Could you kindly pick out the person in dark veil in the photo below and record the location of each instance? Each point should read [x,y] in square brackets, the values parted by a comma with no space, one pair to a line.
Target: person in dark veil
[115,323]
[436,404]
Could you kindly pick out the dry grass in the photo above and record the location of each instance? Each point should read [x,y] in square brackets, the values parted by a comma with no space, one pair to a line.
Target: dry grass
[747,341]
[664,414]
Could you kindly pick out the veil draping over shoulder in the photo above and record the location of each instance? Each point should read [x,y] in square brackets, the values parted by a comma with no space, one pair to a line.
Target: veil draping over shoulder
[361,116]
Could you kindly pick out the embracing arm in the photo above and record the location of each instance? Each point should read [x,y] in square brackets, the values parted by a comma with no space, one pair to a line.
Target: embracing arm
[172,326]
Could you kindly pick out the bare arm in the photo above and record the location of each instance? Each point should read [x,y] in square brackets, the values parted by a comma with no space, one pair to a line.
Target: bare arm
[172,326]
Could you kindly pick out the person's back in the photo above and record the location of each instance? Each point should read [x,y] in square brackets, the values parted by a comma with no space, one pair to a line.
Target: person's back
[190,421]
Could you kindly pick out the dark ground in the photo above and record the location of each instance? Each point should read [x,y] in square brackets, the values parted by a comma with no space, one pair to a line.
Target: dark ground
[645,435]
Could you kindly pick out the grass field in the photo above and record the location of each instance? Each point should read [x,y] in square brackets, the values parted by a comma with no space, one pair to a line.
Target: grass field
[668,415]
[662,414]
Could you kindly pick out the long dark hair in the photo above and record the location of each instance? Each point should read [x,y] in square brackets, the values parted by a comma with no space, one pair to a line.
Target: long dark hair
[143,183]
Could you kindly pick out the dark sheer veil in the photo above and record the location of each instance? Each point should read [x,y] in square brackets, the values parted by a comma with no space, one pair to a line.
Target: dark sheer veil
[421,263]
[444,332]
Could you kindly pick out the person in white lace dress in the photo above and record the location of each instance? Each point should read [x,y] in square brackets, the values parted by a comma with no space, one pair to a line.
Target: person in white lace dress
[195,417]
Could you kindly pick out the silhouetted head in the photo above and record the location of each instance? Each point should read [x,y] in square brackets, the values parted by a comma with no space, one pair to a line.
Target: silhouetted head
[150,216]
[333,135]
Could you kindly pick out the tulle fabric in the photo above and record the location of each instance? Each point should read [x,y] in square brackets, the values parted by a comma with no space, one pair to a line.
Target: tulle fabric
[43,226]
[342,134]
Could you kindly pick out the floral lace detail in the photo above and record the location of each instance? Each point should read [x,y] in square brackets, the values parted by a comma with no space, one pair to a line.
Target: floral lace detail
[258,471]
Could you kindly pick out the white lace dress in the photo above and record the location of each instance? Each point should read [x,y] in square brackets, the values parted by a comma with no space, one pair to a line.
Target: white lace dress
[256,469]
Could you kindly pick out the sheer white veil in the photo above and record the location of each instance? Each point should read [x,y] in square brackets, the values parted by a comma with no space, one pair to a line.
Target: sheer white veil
━━━━
Replace "pick out" with "locate" throughout all of the items above, and keep everything else in them unchanged.

Could you kindly locate the person in dark veil in the photo below and record the location of each instance? Each point should read [x,y] in square brackets, the values parted by a comma with no space, one pair to a line.
Target: person in dark veil
[115,323]
[436,404]
Could you kindly locate the dry grass in the photo above and record the location of each instance? Each point should read [x,y] in square brackets, the values parted by a comma with no space, one pair to a line.
Target: dry grass
[747,341]
[664,414]
Could you kindly locate the veil draping over shoulder in the photo above and record the location of each instance? Each point should read [x,y] in square brackets, the values parted by a comma with no space, one pair to a line.
Target: veil draping over shoulder
[361,116]
Could you kindly locate the embracing arm in the photo above and record the location of each instance? Each point should read [x,y] in square brackets, the values parted by a comma with no space, one pair to a line.
Target: embracing arm
[172,326]
Could you kindly locate the bare arm in the photo above and record the location of each instance? Each point should read [x,y] in square brackets, the values parted by a comma with no space, one pair to a line.
Target: bare arm
[172,326]
Could you kindly locate the person's back in the photo above and record the location of each instance? Each point should read [x,y] in square brackets, the values parted by a comma with no space, one pair to a line.
Target: person's back
[190,421]
Could you kindly locate the dark ground in the photo above and record the location of each instance? Each point should read [x,y] in square brackets, the values parted by a comma with no space, one pair to a line.
Target: dark ground
[645,435]
Could you kindly locate the grass field in the photo above and record the location of each instance? Each point should read [x,y] in square brackets, the values parted by a comma with no space, one pair to a line.
Target: grass field
[668,415]
[662,414]
Could you kindly locate the long dark hair in the photo above and record the location of each instance? Each point should read [x,y] in square brackets, the values parted by a comma with no space, one pair to a line.
Target: long dark hair
[143,183]
Could you kindly locate the dark sheer veil in the photo above and record the location of each instance? Each point should read [x,y] in square brackets, the values parted by a comma with no space, one pair to a line.
Target: dark sheer veil
[421,263]
[444,332]
Could you kindly locate the person in white lace dress in the photo above and record the location of each instance? Each point should read [x,y] in square brackets, the values parted by a comma with no space, one pair to a line.
Target: person in white lace dress
[195,417]
Could you kindly locate the silhouetted head in the photo above and record the location of each instance? Each point should read [x,y] in square brackets, the values parted by a comma with no space, one pair to a line.
Target: silhouetted head
[150,216]
[333,135]
Could you kindly locate the tulle fabric in the photo above and record the location of each instance? Each point should read [x,y] in square brackets, the values parted by a comma with no space, one pair to a line.
Target: tulle fabric
[43,226]
[342,134]
Could you kindly locate the floral lace detail in the photo above and record the location of each instance? Each point should read [x,y] in square brackets, the values parted by a comma with no space, one pair to a line.
Target: floral lace detail
[258,471]
Could you kindly locate the white lace dress in the photo above and record the location of each instance? Each point should read [x,y] in square brackets, the values parted by a comma with no space, one pair to a line.
Target: white lace dress
[256,469]
Could you kindly locate the sheer white veil in the photo above and record the location of each instance? Each point should read [x,y] in square brackets, the values parted by a comma with no space, one pair to a line.
Target: sheer white veil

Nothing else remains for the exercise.